* PETUNJUK PENGERJAAN
Ubah semua baris pada item di bawah menjadi daftar bernomor dan lewati baris yang kosong. Gambar tidak perlu dimasukkan ke dalam jawaban.

[Entri pelabelan segmentasi]
------------------------------

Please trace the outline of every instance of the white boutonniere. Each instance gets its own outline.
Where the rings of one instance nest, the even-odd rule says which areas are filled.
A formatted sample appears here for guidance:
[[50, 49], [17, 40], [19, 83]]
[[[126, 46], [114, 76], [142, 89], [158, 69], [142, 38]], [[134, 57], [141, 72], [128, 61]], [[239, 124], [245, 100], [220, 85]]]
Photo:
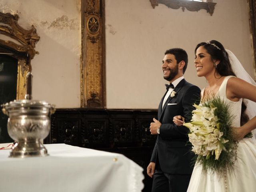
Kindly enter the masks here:
[[171, 93], [171, 97], [173, 97], [175, 96], [175, 94], [176, 94], [176, 92], [174, 91], [172, 91]]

------------------------------

* JAWABAN
1. Please trace the outline of every instance of the white boutonniere. Each instance gets its own outline.
2. Where the rings of one instance nest, the even-odd rule says which areas are filled.
3. A formatted sample appears here for guidance:
4. [[50, 49], [17, 40], [19, 83]]
5. [[[126, 46], [114, 76], [142, 89], [158, 69], [142, 38]], [[134, 57], [141, 72], [128, 61]], [[239, 124], [245, 100], [220, 85]]]
6. Photo:
7. Kindly enter the masks here:
8. [[171, 93], [171, 97], [173, 97], [175, 96], [175, 94], [176, 94], [176, 92], [174, 91], [172, 91]]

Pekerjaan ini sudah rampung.